- [EXERCISE BRIEF]:
Copy out each line below exactly as it appears.

- [Records from a point labeling set]:
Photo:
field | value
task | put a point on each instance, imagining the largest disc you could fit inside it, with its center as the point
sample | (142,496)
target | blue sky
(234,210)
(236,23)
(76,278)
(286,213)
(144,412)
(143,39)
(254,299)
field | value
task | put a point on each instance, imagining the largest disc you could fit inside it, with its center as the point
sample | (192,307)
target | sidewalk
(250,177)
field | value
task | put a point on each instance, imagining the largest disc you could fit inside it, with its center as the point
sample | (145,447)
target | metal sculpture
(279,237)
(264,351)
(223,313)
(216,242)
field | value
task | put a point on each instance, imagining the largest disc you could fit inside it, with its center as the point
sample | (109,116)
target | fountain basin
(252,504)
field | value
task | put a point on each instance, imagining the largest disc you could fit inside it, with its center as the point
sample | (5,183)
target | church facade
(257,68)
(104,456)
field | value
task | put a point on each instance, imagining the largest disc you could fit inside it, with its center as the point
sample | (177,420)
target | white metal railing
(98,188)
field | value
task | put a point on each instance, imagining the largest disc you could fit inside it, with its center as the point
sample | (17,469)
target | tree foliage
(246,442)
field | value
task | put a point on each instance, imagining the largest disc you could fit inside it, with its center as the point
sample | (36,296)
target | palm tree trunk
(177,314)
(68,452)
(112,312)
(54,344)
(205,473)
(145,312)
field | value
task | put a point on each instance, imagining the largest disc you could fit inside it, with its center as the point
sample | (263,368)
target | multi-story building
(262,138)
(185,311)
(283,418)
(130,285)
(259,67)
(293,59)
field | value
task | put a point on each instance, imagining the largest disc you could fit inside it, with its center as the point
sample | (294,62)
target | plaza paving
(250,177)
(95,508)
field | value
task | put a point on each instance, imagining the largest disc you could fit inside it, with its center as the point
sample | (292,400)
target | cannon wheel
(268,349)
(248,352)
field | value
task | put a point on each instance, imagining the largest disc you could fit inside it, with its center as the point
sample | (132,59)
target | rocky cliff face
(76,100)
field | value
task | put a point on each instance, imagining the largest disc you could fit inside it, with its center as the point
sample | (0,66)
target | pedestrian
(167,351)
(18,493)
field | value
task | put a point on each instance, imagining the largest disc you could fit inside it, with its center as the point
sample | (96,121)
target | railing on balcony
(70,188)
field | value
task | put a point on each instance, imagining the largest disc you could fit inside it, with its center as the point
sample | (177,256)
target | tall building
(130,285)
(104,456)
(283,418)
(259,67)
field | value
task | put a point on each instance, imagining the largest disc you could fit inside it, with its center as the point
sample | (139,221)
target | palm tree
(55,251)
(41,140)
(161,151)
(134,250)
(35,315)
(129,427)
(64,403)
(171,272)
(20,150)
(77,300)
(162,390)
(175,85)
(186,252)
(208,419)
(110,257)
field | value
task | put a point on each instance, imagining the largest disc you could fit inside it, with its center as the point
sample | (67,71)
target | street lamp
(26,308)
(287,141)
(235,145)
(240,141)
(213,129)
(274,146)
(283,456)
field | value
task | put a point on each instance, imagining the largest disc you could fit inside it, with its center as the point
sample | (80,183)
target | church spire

- [SOLUTION FOR THIS PROBLEM]:
Photo:
field | value
task | put a point on each instance, imagining the largest disc you could fit inside it, with its center as the point
sample | (142,496)
target | blue sky
(234,210)
(236,23)
(76,278)
(286,213)
(144,412)
(143,39)
(254,299)
field | value
task | put a point on each instance, imagining the largest disc you could fit inside it, with its center as the point
sample | (192,307)
target | sidewalk
(250,177)
field | value
task | put a point on each instance, imagining the largest disc you could fit inside it, with its center as the point
sample | (145,447)
target | metal sculpture
(279,237)
(264,351)
(223,313)
(216,242)
field | value
task | put a point on each instance, imagining the largest disc you could fit inside it, with its center as the point
sample | (109,116)
target | fountain basin
(252,504)
field | value
task | put a point on each instance, imagining the largest disc you could fit inside it, with its center as the point
sample | (5,183)
target | church facade
(257,68)
(104,456)
field | value
task | put a point on each instance, imagining the largest disc you could fit inside it, with its center as the point
sample | (177,420)
target | white metal railing
(98,188)
field | value
task | put a point on each instance, imagining the largest disc you could fit inside it, with its center as the point
sample | (17,469)
target | tree foliage
(246,442)
field | value
task | put a point on each instance, imagining the largest disc you could fit inside it, with its center as the point
sample | (36,296)
target | palm tree trunk
(177,314)
(68,452)
(112,312)
(54,344)
(205,473)
(145,312)
field | value
task | put a point on each instance, imagining the largest disc you could fit inside it, with its center as the point
sample | (263,368)
target | multi-story building
(262,138)
(185,311)
(283,418)
(130,285)
(259,67)
(293,59)
field | value
task | put a point on each instance, imagining the largest disc you could fit inside it, with its center as the point
sample | (294,62)
target | plaza paving
(250,177)
(95,508)
field | value
task | put a point on each instance, imagining the largest disc you could fit inside it, with its center as the point
sample | (292,400)
target | cannon wheel
(268,349)
(248,352)
field | value
task | put a point on each instance, imagining the largest disc you could fit inside it, with its center as the point
sample | (132,59)
target | rocky cliff face
(76,100)
field | value
task | put a point on each instance, imagining the largest disc you could fit inside it, with its center as the point
sample | (0,66)
target | pedestrian
(167,351)
(18,493)
field | value
task | put a point on each instance, imagining the largest disc you could fit inside it, with its center as the point
sample | (96,121)
target | railing on balcony
(70,188)
field | value
task | put a point on each instance, imagining the largest disc you could fit inside it, with its center as the point
sample | (177,256)
target | tall building
(130,285)
(104,456)
(283,418)
(259,67)
field | value
task | put a point on each instance, imagining the largest disc you could fit inside it, with its center as the point
sample | (139,221)
target | palm tree
(55,251)
(41,140)
(161,151)
(134,250)
(35,315)
(129,427)
(64,403)
(171,272)
(20,150)
(77,300)
(162,390)
(175,85)
(186,252)
(208,419)
(110,257)
field | value
task | put a point on each instance, imagining the largest disc you could fit inside it, with its center as the point
sample | (67,71)
target | street lamp
(26,308)
(287,141)
(235,145)
(240,141)
(213,129)
(274,146)
(283,456)
field | value
task | put a point on each instance, imagining the largest disc you could fit inside it, with its center as the point
sample | (80,183)
target | church spire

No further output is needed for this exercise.